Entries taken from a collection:
# # # # # # #
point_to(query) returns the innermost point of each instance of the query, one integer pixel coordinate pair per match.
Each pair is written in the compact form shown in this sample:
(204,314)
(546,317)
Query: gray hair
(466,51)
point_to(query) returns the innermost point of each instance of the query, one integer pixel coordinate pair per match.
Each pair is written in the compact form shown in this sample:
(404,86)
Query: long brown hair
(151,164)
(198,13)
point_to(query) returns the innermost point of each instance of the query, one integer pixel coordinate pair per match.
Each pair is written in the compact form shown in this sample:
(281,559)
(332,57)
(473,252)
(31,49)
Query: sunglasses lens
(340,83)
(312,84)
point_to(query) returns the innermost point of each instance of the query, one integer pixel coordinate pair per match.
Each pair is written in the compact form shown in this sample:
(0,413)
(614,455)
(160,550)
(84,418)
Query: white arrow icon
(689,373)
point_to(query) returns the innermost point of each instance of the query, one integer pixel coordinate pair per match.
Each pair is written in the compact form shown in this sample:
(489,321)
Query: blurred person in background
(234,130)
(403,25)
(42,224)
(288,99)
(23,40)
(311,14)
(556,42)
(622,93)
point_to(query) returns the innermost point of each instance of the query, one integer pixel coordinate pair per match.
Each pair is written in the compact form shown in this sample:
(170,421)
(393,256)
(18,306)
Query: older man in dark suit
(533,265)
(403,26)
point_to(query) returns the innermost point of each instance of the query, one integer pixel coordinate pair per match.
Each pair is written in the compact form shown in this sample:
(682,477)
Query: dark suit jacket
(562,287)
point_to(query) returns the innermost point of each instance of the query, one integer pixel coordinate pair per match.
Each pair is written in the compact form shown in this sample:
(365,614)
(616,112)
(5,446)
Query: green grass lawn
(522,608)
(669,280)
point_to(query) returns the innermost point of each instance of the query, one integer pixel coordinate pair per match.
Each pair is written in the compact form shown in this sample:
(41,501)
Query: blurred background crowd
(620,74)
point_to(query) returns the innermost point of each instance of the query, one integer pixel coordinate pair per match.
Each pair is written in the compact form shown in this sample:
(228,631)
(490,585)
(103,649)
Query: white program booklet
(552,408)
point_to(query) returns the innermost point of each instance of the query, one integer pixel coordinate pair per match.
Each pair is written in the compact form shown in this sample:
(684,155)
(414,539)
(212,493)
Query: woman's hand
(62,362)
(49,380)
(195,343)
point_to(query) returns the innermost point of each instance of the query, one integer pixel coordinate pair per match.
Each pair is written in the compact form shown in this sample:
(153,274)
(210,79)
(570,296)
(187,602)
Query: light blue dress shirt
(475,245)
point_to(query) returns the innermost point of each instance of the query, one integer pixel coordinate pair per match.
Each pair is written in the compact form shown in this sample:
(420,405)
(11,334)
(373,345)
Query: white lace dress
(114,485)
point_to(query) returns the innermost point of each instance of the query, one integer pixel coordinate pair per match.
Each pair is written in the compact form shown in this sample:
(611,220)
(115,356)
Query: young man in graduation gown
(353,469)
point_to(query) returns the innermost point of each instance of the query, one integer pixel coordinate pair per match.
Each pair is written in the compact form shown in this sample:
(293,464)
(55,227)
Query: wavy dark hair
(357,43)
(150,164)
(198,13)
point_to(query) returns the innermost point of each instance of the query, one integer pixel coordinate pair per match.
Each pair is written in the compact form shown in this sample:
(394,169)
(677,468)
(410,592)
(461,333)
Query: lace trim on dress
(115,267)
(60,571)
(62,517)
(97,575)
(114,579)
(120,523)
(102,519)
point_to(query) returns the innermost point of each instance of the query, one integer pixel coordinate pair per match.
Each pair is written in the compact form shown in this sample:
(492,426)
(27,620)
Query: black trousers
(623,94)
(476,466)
# # # # # # #
Every line of the data above should be reproduced word for word.

point_to(query) returns the innermost point of each instance of the query, one integer pixel coordinate pair per match.
Each pair is written in the compact form shown in this sample:
(204,314)
(546,317)
Query: gray hair
(466,51)
point_to(query) returns the innermost point of each instance of the query, one integer pixel coordinate pair per match.
Each pair is written in the compact form shown in this sample:
(404,86)
Query: long brown hair
(151,164)
(198,13)
point_to(query) returns the innermost point of each instance of the query, one integer pixel coordinate pair per match.
Each pair is written in the compact form shown in this sample:
(281,559)
(332,57)
(473,252)
(31,49)
Query: sunglasses lens
(340,83)
(312,84)
point_to(query) returns the innermost point of each instance of the query, one integer pixel coordinate pair per match.
Each pair is written in the compact form shown in this sample:
(0,413)
(614,455)
(160,550)
(84,418)
Query: white arrow icon
(689,373)
point_to(query) returns the innermost point of each instance of the query, one integer pixel coordinate pair per match.
Each pair is written in the compact form shown in this sample:
(489,321)
Query: blurred person in background
(234,130)
(403,25)
(42,224)
(288,99)
(23,40)
(311,14)
(556,42)
(622,93)
point_to(query) returns the innermost point of each instance of the query, one integer pixel coordinate pair per match.
Each pair is written in the compact form shown in this sample:
(170,421)
(393,256)
(18,306)
Query: older man in dark suit
(533,265)
(403,26)
point_to(query) returns the innermost point of each instance of the query, one integer pixel coordinate pair per match.
Each pair is written in the compact form shown in this sample:
(682,477)
Query: dark suit jacket
(562,287)
point_to(query) returns the innermost point of each instance of the query, one integer pixel coordinate pair per match.
Each pair is written in the compact form shown in this sample:
(365,614)
(616,112)
(5,446)
Query: green grass lawn
(522,608)
(669,280)
point_to(query) returns the innermost point of each instance of the query, one integer pixel coordinate pair per match.
Each pair is written in the compact form shown in this sample:
(41,501)
Query: blurred background crowd
(620,74)
point_to(query) returns the innermost point of each instance of the query, one integer pixel coordinate pair per match.
Each pair is written in the compact form shown in this sample:
(228,631)
(490,585)
(103,649)
Query: white program booklet
(552,408)
point_to(query) returns the innermost point of each instance of the query, one integer pixel coordinate pair per match.
Each pair is written in the compact form shown in this sample:
(684,155)
(414,539)
(212,493)
Query: woman's hand
(62,362)
(49,380)
(195,343)
point_to(query) returns the innermost point of each instance of the query, one integer pixel coordinate pair per match.
Each pair is written in the compact form shown in this sample:
(153,274)
(210,79)
(570,296)
(187,602)
Query: light blue dress shirt
(475,245)
point_to(query) returns the innermost point of each instance of the query, one integer pixel coordinate pair per match.
Each pair is written in the compact form shown in this sample:
(420,405)
(11,334)
(373,345)
Query: white lace dress
(114,485)
point_to(query) returns the innermost point of each instance of the query, one integer pixel coordinate pair per match.
Each pair is written in the compact form shown in this sample:
(611,220)
(115,356)
Query: young man in graduation gown
(353,469)
point_to(query) returns the innermost point of each instance of the query, one integer pixel coordinate pair per match.
Each pair is written in the compact form shown in this sample:
(293,464)
(55,227)
Query: wavy dark hair
(357,43)
(150,164)
(198,13)
point_to(query) returns the innermost point of each instance of the query, one integer pixel coordinate pair per match.
Each pair is written in the compact form shown in this sample:
(394,169)
(677,468)
(410,592)
(461,333)
Query: lace trim on dress
(115,267)
(60,571)
(62,517)
(97,575)
(114,579)
(120,523)
(102,519)
point_to(query) returns the innermost point of each instance of the query, one integer pixel coordinate pair per match.
Each pair is written in the compact form shown in this sample:
(492,426)
(27,620)
Query: black trousers
(623,94)
(476,466)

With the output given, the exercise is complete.